**Given records:**
********************
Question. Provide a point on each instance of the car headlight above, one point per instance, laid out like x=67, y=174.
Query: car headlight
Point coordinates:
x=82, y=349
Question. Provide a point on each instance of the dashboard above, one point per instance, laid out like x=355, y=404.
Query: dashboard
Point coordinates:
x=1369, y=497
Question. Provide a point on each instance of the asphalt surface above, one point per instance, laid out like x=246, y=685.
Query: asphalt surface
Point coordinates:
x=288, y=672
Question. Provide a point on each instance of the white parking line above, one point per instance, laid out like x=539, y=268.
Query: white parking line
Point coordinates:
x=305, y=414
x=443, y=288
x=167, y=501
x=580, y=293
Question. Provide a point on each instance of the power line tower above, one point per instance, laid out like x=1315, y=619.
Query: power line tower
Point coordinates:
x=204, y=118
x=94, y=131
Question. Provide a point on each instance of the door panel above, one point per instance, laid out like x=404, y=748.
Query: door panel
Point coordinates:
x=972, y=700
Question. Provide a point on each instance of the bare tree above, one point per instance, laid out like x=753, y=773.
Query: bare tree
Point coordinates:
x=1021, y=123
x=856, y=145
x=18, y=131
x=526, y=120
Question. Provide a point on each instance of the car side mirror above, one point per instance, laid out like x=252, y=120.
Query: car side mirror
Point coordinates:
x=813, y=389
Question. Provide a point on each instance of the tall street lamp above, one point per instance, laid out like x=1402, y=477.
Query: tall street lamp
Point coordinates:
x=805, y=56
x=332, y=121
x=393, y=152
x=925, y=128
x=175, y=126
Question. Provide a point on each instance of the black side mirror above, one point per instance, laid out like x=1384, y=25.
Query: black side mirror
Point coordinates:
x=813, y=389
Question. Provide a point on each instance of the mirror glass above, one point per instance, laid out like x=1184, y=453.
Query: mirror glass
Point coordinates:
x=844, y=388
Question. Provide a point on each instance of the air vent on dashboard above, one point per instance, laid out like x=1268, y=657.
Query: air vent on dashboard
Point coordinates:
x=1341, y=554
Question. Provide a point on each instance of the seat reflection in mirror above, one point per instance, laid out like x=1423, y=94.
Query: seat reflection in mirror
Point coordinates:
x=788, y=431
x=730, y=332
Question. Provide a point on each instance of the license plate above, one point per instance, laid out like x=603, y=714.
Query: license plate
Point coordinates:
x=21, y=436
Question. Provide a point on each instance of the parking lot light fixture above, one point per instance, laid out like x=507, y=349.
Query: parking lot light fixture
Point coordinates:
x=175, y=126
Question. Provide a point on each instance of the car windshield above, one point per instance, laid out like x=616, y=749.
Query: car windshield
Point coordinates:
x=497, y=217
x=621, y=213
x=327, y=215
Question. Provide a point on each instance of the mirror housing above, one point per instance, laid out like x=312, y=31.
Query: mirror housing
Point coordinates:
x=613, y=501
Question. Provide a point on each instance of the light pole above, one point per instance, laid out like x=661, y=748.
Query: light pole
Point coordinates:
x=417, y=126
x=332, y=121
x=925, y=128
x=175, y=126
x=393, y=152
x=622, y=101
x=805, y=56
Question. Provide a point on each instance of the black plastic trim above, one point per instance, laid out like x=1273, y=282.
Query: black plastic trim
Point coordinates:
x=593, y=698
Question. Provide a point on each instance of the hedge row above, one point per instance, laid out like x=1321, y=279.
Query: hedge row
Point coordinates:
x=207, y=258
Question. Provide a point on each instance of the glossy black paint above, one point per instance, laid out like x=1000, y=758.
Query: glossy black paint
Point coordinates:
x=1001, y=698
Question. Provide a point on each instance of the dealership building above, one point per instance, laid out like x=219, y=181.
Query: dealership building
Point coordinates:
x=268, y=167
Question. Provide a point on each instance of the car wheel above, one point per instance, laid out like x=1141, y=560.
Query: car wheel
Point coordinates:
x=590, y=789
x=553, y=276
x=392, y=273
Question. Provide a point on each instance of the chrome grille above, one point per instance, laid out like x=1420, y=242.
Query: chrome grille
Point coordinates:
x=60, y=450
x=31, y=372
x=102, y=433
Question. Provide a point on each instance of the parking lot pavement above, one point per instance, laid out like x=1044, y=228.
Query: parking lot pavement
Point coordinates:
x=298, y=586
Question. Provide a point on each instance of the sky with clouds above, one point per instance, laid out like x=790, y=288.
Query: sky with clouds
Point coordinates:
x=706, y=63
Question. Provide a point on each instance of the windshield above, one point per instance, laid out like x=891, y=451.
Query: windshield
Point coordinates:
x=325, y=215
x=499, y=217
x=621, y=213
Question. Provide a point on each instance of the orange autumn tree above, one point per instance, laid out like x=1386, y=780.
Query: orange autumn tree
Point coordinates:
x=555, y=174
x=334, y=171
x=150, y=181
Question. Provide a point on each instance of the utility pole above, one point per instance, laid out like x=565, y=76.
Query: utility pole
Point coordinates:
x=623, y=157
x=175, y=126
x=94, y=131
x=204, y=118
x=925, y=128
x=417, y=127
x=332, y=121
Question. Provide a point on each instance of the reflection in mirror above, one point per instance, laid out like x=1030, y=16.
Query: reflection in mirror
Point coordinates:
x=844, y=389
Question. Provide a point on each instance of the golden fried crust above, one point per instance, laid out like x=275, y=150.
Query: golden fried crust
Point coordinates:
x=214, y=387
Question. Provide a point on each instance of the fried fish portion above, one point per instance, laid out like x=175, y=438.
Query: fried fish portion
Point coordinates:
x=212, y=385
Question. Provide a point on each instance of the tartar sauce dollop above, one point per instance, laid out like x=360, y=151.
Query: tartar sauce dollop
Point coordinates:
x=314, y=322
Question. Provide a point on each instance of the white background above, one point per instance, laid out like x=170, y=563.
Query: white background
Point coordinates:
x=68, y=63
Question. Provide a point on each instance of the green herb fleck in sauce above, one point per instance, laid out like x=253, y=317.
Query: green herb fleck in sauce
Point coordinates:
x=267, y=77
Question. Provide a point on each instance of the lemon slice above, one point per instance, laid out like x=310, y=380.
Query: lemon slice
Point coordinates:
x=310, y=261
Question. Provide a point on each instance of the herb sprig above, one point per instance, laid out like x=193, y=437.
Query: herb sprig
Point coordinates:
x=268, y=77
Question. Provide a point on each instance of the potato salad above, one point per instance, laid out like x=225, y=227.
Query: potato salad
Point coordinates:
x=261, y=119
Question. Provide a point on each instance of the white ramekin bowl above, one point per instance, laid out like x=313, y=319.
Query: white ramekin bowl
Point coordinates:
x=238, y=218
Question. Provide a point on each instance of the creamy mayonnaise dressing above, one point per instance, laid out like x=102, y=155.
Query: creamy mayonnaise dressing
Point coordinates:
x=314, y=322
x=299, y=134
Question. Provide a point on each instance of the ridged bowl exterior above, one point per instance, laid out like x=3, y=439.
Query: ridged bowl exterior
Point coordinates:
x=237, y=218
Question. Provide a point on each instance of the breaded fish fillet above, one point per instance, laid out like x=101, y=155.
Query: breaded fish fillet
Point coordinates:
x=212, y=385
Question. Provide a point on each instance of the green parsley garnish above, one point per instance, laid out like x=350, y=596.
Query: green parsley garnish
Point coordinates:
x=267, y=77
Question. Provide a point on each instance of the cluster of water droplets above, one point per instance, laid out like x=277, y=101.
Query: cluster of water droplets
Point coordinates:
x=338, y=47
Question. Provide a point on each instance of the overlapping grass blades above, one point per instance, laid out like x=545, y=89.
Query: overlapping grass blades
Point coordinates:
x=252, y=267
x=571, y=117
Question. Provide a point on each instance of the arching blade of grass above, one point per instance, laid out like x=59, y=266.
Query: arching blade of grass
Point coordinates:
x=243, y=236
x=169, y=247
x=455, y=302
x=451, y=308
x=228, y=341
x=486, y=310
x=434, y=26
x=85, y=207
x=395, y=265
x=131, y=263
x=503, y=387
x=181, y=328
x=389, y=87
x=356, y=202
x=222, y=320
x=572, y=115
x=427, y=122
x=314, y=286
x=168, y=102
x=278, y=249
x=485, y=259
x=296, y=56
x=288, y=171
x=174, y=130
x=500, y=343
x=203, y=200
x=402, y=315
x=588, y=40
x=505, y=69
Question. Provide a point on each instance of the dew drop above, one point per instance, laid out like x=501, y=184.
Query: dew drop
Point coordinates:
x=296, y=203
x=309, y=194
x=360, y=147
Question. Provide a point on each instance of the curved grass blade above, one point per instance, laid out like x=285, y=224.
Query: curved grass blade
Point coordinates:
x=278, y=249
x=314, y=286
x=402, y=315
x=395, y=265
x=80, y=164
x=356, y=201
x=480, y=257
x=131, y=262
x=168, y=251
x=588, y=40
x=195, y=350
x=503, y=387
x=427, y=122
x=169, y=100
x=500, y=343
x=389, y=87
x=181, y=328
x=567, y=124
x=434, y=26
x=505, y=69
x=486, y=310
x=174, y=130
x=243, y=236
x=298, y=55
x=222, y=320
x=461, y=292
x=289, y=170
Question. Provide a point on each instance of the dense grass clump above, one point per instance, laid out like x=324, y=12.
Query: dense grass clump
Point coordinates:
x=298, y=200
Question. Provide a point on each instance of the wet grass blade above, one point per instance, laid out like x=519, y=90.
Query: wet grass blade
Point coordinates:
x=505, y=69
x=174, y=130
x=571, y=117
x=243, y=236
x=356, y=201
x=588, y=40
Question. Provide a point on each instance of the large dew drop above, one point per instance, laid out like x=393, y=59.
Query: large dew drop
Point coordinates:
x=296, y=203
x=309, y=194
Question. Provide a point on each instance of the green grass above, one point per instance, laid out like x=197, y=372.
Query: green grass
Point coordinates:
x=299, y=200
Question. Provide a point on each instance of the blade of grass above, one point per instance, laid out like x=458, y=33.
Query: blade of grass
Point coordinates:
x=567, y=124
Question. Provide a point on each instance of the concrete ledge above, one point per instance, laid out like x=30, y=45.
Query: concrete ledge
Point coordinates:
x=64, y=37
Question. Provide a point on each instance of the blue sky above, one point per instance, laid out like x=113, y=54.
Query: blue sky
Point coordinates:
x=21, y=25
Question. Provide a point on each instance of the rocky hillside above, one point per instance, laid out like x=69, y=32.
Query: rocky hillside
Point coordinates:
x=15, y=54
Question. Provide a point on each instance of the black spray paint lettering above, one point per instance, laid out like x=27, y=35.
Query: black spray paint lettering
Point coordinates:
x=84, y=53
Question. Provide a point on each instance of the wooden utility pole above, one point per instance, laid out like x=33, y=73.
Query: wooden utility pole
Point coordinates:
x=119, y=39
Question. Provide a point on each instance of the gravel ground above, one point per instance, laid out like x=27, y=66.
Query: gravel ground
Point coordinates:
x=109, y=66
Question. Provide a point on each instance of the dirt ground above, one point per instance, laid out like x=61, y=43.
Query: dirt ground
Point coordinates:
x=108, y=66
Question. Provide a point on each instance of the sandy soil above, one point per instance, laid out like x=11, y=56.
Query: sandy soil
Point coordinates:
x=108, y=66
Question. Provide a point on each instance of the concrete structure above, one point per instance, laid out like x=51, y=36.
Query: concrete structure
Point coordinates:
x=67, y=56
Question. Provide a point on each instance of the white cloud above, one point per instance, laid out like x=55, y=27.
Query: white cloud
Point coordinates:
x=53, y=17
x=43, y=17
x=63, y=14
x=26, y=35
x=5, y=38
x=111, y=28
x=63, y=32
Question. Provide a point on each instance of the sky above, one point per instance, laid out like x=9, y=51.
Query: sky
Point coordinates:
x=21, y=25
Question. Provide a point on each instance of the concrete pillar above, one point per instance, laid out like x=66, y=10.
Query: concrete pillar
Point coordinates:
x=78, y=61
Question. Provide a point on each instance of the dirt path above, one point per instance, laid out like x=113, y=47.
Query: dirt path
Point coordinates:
********************
From the data above, return every line from the line that has "Query: light pole" up to and including the line that has "Query: chrome grille", exactly.

**Answer for the task:**
Query: light pole
Point coordinates:
x=417, y=126
x=332, y=121
x=925, y=128
x=175, y=126
x=393, y=152
x=622, y=101
x=805, y=56
Question. Provide a point on each instance of the black plastic trim above, one point per instance, laid out like x=1273, y=282.
Query: black plastic trim
Point coordinates:
x=593, y=698
Question. Provide a point on each instance of the hedge row above, one point per instance, laid out like x=1321, y=279.
Query: hedge row
Point coordinates:
x=207, y=258
Question. Provide a point on each instance of the glossy black paint above, one point per instance, laid out like x=1000, y=758.
Query: glossy black paint
Point coordinates:
x=1001, y=698
Question. Provide a point on each instance of the dealership building above, one point per instance, laid out like x=219, y=181.
Query: dealership building
Point coordinates:
x=268, y=167
Question. Provide a point on each instance of the car wheel above, one point per instance, laid out like x=1141, y=560.
Query: car wheel
Point coordinates:
x=590, y=789
x=553, y=276
x=392, y=273
Question. Provide a point on each instance of the chrome grille above, one point per instance, laid out like x=1420, y=242.
Query: chrome grille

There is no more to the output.